• **Task directions**
In the material below, change every "marker" to "dot" and leave everything else in each line as it is.

• **Information given**
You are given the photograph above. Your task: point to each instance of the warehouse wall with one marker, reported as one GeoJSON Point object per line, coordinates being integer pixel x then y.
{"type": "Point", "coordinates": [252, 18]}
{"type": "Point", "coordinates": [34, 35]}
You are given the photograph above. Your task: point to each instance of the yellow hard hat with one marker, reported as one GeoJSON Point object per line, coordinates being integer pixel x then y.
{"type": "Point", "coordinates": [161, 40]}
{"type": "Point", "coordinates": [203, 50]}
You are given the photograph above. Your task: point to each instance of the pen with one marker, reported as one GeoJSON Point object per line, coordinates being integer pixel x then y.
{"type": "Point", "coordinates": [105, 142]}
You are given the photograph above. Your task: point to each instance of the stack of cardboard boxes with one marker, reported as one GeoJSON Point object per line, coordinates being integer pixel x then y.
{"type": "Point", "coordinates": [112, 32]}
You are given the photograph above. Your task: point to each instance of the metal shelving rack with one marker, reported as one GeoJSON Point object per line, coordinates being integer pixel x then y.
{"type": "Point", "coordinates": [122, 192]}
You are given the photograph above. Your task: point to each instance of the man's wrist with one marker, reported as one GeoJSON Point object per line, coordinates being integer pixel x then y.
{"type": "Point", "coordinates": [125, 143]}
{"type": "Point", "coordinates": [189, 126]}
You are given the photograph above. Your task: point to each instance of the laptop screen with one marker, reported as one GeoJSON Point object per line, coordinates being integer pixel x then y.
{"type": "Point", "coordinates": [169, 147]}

• **Result for this task**
You are given the photograph above. Your task: point to each instance of the warehouse wall with one dot, reported as one GeoJSON Point object per line, coordinates being integer pixel x then y.
{"type": "Point", "coordinates": [252, 18]}
{"type": "Point", "coordinates": [34, 35]}
You are given the photograph above. Your task: point to each instance of the yellow hard hat with one dot, reported as one GeoJSON Point object per line, coordinates being integer pixel x then y.
{"type": "Point", "coordinates": [161, 40]}
{"type": "Point", "coordinates": [203, 50]}
You are given the photograph above. Your task: point to each instance of the pen with one dot, reported as one GeoJSON Point object per line, coordinates being integer pixel x then y.
{"type": "Point", "coordinates": [105, 142]}
You are given the photograph above. Your task: point to each instance of the stack of cardboard boxes with one dot, reported as one GeoJSON Point object per line, coordinates being integer pixel x then y.
{"type": "Point", "coordinates": [112, 32]}
You are given the photograph above. Your task: point to each instance of the metal shelving rack with one dot, reported as one GeoJSON Point object per line, coordinates being integer pixel x then y.
{"type": "Point", "coordinates": [122, 192]}
You are given the photograph above. Your task: point to each instance of the man's wrist with one dot, reported as one GeoJSON Point object per line, coordinates being integer pixel x then y.
{"type": "Point", "coordinates": [125, 143]}
{"type": "Point", "coordinates": [189, 126]}
You are given the photograph above. Your task: point to each instance of the laptop screen with one dot, reported as one GeoJSON Point object per line, coordinates being integer pixel x then y.
{"type": "Point", "coordinates": [169, 147]}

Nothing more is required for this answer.